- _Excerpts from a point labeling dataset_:
+ + +

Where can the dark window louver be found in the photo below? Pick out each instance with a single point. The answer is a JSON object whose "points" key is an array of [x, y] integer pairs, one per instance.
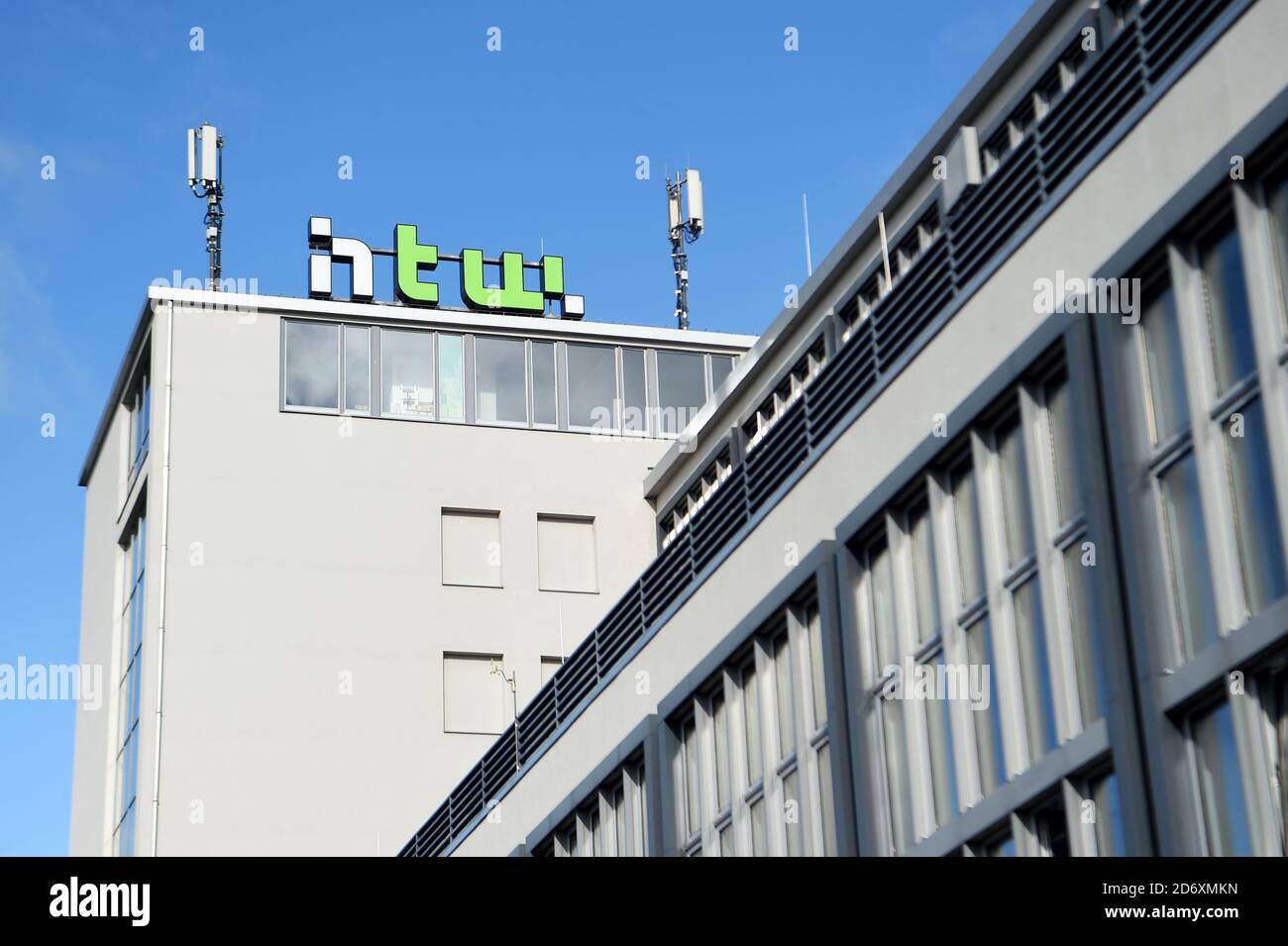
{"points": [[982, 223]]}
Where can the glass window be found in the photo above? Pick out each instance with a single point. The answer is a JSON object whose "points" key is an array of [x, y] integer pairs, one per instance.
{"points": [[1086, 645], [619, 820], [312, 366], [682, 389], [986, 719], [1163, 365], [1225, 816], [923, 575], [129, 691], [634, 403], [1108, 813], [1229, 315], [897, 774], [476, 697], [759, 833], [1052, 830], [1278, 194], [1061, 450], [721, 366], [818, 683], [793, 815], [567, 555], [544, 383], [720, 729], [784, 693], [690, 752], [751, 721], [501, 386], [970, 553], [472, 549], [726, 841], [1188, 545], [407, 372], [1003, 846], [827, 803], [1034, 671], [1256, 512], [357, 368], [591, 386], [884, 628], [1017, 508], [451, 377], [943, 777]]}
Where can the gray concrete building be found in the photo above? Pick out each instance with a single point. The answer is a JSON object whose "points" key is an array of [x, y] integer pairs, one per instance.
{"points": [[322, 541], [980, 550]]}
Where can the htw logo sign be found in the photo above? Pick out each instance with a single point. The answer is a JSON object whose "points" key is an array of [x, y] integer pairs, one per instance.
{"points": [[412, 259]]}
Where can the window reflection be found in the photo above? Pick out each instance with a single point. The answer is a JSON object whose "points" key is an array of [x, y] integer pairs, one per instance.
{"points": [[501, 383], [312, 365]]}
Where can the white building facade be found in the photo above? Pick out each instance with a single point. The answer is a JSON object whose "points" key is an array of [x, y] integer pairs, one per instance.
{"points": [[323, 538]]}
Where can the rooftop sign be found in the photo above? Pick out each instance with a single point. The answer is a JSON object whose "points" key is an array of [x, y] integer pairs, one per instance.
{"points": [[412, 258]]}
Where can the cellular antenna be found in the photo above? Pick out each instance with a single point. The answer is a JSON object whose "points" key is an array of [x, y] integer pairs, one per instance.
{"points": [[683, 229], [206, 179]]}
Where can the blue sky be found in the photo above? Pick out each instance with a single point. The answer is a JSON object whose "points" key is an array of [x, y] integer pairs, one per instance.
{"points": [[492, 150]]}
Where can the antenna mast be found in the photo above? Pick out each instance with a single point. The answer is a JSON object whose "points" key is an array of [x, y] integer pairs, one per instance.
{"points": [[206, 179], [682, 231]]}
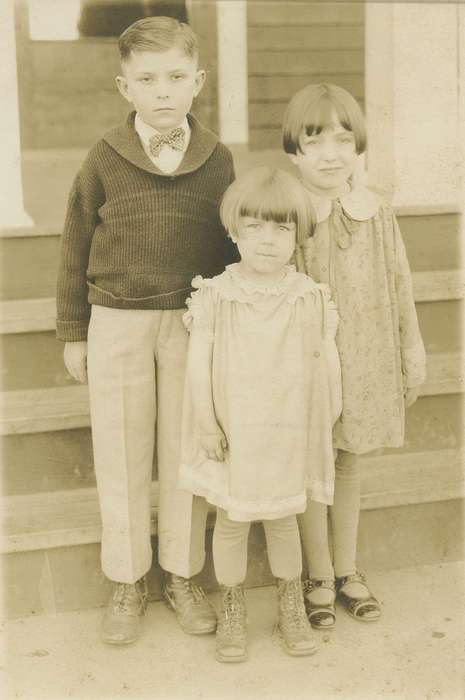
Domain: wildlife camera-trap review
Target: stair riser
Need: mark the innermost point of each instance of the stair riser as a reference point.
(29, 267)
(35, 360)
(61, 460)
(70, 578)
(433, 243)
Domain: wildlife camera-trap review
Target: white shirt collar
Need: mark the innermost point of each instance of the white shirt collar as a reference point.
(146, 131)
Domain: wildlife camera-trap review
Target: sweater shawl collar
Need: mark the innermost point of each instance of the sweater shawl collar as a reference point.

+ + +

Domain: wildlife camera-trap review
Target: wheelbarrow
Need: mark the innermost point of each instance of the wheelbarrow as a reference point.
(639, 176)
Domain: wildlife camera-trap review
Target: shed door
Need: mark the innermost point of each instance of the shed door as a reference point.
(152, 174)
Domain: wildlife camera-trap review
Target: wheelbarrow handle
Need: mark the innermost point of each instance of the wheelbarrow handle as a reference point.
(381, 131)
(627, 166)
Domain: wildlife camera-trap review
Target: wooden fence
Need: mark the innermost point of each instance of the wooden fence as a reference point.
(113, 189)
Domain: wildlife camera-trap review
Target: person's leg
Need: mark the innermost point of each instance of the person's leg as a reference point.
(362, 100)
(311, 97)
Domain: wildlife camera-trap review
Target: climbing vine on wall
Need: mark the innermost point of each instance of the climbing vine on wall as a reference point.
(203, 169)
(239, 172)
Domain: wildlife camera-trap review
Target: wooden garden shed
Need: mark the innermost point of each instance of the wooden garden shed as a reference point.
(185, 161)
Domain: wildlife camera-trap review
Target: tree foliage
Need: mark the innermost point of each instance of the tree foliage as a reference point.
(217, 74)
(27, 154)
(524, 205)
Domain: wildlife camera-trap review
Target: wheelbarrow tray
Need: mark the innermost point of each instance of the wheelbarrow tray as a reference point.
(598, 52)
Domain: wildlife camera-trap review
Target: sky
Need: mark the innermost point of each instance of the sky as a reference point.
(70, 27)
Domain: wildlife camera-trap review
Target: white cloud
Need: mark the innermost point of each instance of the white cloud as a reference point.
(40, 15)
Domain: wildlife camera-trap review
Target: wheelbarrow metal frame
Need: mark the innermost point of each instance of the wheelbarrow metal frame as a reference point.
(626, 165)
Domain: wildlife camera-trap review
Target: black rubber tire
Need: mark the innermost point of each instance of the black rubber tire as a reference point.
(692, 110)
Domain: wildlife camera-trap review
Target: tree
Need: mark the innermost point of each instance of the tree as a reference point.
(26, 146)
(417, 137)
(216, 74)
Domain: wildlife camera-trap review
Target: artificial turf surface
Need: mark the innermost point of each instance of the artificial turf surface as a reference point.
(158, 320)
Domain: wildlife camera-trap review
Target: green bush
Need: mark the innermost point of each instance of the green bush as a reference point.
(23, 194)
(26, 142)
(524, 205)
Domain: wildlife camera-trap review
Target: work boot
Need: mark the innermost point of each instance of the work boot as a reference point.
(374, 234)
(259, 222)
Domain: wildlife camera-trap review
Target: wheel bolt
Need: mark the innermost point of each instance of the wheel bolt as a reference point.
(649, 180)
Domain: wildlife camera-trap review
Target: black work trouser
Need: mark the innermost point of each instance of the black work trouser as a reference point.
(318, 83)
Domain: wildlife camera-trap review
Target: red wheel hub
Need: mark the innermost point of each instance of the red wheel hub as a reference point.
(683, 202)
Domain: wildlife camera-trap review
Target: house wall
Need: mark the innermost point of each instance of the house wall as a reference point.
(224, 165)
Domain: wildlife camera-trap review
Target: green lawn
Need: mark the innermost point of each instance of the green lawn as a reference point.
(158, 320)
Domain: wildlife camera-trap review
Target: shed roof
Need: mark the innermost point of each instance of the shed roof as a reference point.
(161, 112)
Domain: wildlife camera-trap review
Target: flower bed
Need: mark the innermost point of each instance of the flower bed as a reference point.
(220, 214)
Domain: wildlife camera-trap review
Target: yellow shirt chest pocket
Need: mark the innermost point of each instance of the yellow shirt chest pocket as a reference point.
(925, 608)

+ + +

- _PROMPT_: How many lines in the entries above contain the word "wall"? Reply with the number only.

- _FINAL RESULT_: 4